| Lesetext |
┌──

Der Terminus “Versicherheitlichung” wird von Oskanian mit Clustern, Netzwerken, “sedimentierten” ideellen Strukturen und der Identifikation von existentiellen Bedrohungen umkreist, aber nie klar definiert und soll wohl zum Ausdruck bringen, dass Identitäten durch die Aufladung mit Sicherheits- und Überlebensinteressen einen Fundamentalcharakter gewinnen, dem sich kein Akteur entziehen kann. Die Hauptthese von Oskanian besagt, dass die Ursache für die Fundamentalisierung wechselseitiger Feindschaften in der Schwäche innerstaatlicher Legitimität zu finden ist sowie in “instrumentellen” Diskursen, die den Krieg als Mittel der Zielerreichung nie diskreditierten. Die “argumentative” Seite der “Versicherheitlichung”, d.h. die Feindbilder, sei so überwältigend, dass materielle Interessen und mögliche Kooperationsgewinne dem völlig untergeordnet würden. “Rationales Verhalten” sei kulturell eingebettet, folglich bezögen die Regime Legitimität nicht aus Rechtsstaatlichkeit oder materiellen Leistungen, sondern aus nationalistisch-mythologischen Zielen, die sie sich gesetzt haben. Die Regierungen verfügten über keine wirksamen politischen Mechanismen, aus denen sie ein Mandat für Kompromisslösungen beziehen könnten (S. 161). Die äußeren Großmächte wiederum hätten nur ein instrumentelles Interesse – Öl bzw. Einfluss – am Südkaukasus, würden aber als Vermittler weitgehend ausscheiden, weil keine äußere Macht unilateral Bedingungen diktieren könne noch ein Konzert der Großmächte, infolge divergierender Präferenzen und Allianzen, wahrscheinlich sei.

└──

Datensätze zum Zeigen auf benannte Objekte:
┌──

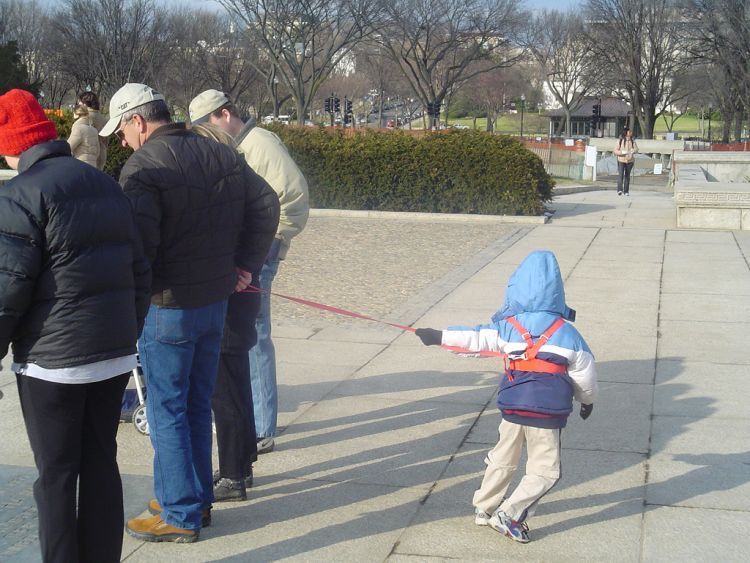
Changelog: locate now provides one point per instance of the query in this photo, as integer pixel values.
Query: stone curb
(456, 217)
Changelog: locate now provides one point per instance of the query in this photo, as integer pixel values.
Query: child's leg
(502, 461)
(542, 472)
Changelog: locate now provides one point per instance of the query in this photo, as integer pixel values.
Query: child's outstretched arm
(478, 339)
(430, 336)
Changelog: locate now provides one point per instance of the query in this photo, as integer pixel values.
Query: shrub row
(459, 171)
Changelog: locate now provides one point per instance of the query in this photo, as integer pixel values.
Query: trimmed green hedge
(460, 171)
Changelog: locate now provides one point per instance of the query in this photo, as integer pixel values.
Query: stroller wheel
(139, 419)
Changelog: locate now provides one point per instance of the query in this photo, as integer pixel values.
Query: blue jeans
(179, 351)
(263, 354)
(623, 176)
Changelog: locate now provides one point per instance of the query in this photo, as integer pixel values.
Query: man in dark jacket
(74, 288)
(207, 221)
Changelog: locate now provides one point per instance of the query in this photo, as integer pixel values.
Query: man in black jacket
(74, 288)
(207, 221)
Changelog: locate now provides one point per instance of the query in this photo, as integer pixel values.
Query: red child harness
(527, 360)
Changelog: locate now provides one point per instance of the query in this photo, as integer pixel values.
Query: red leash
(344, 312)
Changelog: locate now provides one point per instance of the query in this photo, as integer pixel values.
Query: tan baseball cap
(204, 103)
(126, 98)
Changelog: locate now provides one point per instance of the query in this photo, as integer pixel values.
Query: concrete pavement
(382, 439)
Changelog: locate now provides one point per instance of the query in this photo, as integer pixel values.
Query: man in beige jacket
(268, 157)
(90, 101)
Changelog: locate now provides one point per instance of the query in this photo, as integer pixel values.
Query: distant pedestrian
(90, 101)
(267, 155)
(233, 400)
(625, 151)
(548, 364)
(74, 289)
(206, 224)
(84, 138)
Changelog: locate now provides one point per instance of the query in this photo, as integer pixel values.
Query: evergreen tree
(13, 72)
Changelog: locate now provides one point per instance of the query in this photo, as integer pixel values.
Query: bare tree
(642, 45)
(720, 36)
(435, 42)
(562, 50)
(106, 43)
(304, 39)
(209, 51)
(28, 23)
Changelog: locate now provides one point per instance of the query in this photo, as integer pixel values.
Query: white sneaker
(481, 518)
(517, 531)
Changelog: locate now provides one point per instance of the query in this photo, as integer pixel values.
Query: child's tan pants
(542, 470)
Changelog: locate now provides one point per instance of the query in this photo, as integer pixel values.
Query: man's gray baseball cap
(126, 98)
(204, 104)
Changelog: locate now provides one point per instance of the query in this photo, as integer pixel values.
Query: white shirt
(89, 373)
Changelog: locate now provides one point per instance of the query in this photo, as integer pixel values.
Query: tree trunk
(300, 111)
(738, 118)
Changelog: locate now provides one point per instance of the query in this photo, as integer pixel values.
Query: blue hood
(535, 286)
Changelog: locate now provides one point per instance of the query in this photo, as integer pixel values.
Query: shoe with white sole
(481, 518)
(517, 531)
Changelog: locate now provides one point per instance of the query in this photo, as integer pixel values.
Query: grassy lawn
(534, 124)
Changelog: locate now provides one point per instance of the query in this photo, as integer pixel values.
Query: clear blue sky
(562, 5)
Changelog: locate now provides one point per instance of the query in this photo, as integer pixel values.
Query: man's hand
(244, 279)
(430, 336)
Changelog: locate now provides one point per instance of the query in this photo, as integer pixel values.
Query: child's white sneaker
(481, 518)
(517, 531)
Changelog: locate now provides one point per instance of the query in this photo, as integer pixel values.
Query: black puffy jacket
(201, 211)
(74, 282)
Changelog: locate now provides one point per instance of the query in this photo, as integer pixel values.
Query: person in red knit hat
(74, 291)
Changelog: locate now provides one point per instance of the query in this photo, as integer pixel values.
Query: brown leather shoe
(155, 529)
(155, 508)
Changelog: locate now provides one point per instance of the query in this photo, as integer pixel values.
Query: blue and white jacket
(536, 298)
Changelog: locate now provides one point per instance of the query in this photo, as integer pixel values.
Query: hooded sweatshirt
(536, 298)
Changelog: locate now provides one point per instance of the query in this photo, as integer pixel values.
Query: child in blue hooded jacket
(548, 364)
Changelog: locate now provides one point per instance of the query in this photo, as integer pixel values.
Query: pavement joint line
(652, 416)
(688, 507)
(739, 247)
(330, 481)
(439, 478)
(433, 217)
(713, 415)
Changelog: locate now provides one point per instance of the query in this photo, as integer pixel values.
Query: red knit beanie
(22, 123)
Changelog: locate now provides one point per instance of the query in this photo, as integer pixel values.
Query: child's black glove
(430, 336)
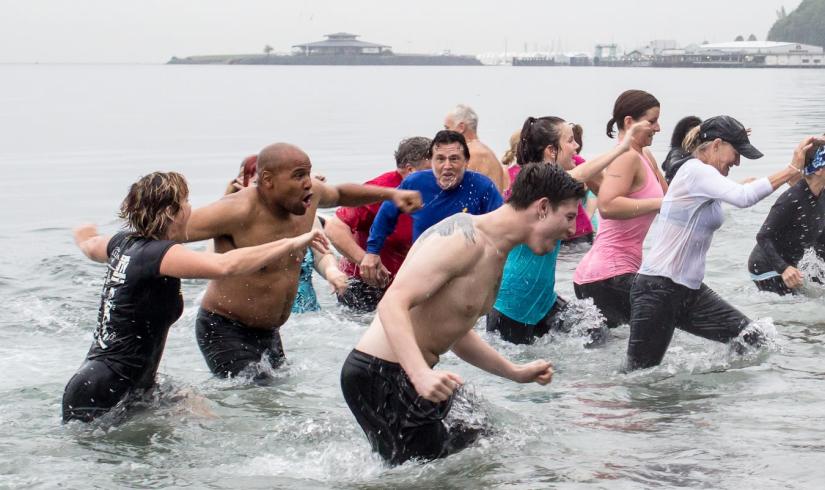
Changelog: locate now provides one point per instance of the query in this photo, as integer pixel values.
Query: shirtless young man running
(448, 280)
(239, 318)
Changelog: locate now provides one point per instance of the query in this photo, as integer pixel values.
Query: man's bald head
(280, 156)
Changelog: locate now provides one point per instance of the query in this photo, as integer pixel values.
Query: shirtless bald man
(448, 280)
(463, 119)
(239, 318)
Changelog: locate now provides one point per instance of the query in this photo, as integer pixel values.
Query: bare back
(484, 161)
(455, 271)
(262, 299)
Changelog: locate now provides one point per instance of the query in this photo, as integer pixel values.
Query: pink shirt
(617, 248)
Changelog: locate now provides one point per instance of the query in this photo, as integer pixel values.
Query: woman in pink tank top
(629, 198)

└──

| Aufgabe |
Schreibe den Text über Oskanians These zur Versicherheitlichung im Südkaukasus im Anschluss an seinen letzten Satz weiter.

| Antwort |
Die Konflikte im Südkaukasus erscheinen bei Oskanian als geradezu tiefgefroren, Ansätze zur Veränderung des Status quo erkennt er trotz mühseliger Suche nicht. Gleichwohl hängt er am Begriff der “revisionistischen, instabilen” Konfliktformation – der Befund ist widersprüchlich, denn Stabilität des Status quo und Revisionismus widersprechen sich.

Oskanians Analyse überzeugt bei der Darstellung der Funktionalität der Konflikte für den Erhalt der autoritären Regime und als Bedingung äußeren Einflusses, insbesondere im Falle Russlands. Und doch befriedigt die Erklärung nicht, und zwar nicht, weil sie Erwartungen von Friedensfreunden enttäuscht, sondern weil sie am Konzept der “Versicherheitlichung” klebt und die Identitätssicherheit kraft kulturalistischer Ausgrenzung ethnisch anderer Gruppen zur letztlich entscheidenden Urkraft überhöht. Ob die “Versicherheitlichungen” von oben, d.h. jene offiziellen Sprechakte, die existentielle Bedrohungen beschwören und zugleich Notstandspolitik rechtfertigen sollen, tatsächlich kollektiv und bruchlos geteilt werden, ist fraglich und wird maßgeblich von den Massenmedien, den intellektuellen Vermittlern und den Kontrollinstanzen über gesellschaftliche Kohäsion und Legitimationsbeschaffung beeinflusst. Schließlich ist die Bemühung von Sicherheitsinteressen zwischen den Konfliktparteien nicht symmetrisch verteilt – den einen geht es um “Gerechtigkeit”, den anderen um Souveränität. Sicherheit ist nur für die Bergkarabach-Armenier, die Abchasen und die Südosseten ein Leitmotiv.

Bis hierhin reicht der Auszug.